Dataset items:
◆ ◆ ◆ ◆

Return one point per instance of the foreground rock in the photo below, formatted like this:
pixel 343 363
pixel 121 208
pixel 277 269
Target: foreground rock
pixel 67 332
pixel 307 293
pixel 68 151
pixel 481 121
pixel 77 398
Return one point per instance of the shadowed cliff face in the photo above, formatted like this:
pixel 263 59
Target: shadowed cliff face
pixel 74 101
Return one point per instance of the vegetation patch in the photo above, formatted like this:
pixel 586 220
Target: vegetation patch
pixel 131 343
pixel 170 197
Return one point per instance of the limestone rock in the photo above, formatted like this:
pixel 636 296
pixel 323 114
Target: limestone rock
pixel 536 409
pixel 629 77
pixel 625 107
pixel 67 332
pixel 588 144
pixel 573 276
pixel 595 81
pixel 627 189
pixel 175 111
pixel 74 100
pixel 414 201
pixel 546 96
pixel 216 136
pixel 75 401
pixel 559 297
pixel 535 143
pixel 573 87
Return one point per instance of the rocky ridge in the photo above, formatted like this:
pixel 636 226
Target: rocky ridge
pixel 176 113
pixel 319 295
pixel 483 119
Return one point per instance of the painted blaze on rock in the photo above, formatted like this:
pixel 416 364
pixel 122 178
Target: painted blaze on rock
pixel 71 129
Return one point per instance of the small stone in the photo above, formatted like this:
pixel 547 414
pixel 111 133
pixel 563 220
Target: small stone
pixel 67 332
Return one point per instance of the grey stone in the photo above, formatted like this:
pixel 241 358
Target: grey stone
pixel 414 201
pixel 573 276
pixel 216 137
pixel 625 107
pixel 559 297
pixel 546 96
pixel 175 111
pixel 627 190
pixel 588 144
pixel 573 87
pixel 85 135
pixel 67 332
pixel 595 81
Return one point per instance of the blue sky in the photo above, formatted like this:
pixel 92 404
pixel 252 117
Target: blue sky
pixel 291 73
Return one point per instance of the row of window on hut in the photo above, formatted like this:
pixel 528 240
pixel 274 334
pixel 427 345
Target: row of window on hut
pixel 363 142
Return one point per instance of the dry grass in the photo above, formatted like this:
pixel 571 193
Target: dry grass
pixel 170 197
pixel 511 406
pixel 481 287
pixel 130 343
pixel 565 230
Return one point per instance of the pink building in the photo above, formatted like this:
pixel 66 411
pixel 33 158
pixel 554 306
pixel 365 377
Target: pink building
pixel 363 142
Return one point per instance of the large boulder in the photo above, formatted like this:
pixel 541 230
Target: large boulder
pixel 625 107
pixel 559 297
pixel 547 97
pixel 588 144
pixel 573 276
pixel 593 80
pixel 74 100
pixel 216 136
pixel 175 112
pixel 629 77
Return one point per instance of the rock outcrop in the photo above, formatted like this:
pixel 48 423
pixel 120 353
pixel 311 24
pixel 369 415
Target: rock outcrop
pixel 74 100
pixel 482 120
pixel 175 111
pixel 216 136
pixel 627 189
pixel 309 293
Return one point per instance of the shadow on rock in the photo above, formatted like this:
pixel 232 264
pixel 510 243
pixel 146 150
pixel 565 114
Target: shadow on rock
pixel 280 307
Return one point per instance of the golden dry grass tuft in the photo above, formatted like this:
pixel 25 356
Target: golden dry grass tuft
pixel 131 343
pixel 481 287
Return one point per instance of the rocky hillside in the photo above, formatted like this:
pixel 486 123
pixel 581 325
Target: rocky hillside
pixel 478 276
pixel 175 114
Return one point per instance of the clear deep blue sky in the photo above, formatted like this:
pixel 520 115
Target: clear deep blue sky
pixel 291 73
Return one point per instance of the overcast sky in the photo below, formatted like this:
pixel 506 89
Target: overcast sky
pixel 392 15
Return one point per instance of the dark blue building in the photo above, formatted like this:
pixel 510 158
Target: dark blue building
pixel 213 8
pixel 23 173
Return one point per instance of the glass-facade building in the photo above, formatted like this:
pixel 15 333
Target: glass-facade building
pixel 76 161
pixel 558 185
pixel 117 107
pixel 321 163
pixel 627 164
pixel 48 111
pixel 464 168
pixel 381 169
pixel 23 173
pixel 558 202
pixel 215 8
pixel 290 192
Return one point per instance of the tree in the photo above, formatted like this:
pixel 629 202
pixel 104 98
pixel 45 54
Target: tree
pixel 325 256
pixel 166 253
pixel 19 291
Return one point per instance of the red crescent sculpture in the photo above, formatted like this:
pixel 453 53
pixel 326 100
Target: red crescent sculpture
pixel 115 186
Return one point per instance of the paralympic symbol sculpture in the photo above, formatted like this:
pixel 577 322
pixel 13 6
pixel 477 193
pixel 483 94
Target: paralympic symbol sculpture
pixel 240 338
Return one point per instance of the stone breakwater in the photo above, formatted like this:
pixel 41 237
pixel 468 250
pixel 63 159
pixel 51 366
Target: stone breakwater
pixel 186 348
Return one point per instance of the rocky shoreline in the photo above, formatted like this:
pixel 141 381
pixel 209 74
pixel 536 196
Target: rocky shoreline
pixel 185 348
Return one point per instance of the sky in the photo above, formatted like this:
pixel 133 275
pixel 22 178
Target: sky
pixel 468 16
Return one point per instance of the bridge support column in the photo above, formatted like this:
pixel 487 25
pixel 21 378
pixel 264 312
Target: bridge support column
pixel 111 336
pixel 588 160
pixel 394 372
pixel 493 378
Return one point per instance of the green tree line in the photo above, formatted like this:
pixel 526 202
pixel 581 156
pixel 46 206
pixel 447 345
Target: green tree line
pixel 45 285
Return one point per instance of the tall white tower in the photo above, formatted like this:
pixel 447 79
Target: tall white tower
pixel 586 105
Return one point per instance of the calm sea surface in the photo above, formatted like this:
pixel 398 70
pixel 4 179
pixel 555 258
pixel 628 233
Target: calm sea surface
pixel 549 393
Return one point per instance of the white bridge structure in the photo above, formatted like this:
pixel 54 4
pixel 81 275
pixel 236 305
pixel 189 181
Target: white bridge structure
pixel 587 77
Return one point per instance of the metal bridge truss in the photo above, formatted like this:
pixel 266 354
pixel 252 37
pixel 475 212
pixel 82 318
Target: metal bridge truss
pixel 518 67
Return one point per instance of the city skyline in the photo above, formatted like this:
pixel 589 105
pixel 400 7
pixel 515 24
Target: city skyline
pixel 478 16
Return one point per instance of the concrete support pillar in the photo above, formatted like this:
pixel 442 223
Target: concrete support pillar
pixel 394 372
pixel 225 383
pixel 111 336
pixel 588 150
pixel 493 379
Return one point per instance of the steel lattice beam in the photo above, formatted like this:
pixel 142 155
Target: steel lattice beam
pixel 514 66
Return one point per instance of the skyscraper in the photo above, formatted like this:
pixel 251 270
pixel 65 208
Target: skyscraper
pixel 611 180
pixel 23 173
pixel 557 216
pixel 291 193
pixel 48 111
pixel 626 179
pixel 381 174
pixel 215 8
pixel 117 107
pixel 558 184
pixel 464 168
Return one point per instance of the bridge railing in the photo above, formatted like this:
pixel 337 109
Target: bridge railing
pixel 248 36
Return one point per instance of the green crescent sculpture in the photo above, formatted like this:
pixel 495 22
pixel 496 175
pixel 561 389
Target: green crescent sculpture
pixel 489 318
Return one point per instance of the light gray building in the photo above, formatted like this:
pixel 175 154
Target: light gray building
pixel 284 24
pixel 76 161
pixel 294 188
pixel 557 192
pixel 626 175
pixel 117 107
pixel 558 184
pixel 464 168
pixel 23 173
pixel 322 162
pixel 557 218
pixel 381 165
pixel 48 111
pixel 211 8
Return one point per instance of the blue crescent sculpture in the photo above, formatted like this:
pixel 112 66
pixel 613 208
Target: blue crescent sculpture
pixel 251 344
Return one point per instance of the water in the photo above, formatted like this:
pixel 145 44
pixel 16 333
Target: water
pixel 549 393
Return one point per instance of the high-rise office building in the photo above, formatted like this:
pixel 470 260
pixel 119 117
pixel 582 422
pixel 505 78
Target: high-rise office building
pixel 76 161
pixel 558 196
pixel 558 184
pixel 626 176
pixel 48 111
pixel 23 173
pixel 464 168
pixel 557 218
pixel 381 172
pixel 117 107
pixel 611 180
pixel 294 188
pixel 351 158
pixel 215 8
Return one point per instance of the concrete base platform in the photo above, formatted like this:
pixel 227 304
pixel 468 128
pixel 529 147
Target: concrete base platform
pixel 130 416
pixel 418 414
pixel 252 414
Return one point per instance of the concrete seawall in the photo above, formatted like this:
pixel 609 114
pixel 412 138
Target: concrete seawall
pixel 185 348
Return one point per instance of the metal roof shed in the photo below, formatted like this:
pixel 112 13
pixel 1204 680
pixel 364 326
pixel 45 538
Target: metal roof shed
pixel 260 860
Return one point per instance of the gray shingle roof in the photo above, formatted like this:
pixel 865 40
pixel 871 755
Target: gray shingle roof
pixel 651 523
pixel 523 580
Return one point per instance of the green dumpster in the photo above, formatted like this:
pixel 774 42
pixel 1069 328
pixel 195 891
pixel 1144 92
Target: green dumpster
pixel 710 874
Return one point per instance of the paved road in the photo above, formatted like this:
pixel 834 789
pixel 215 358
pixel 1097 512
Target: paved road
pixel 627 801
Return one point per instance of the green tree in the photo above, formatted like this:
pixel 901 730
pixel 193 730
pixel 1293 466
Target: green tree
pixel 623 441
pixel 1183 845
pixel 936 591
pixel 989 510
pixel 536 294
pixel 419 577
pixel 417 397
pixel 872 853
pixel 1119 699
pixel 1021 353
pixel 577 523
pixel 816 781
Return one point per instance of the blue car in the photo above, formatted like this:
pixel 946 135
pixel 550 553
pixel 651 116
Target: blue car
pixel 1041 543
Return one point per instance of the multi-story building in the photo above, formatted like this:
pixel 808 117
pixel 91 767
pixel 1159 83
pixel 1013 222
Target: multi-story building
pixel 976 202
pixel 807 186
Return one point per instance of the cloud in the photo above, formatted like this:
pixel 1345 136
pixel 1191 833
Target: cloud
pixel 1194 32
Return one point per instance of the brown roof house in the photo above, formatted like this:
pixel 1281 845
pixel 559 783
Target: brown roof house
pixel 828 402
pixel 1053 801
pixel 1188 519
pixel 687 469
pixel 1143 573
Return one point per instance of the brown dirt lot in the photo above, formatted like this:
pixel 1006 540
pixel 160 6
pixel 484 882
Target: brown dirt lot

◆ ◆ ◆ ◆

What the exercise asks: Tell how many lines in the data hold the string "dirt", giving the number by itself.

Response to this exercise: 2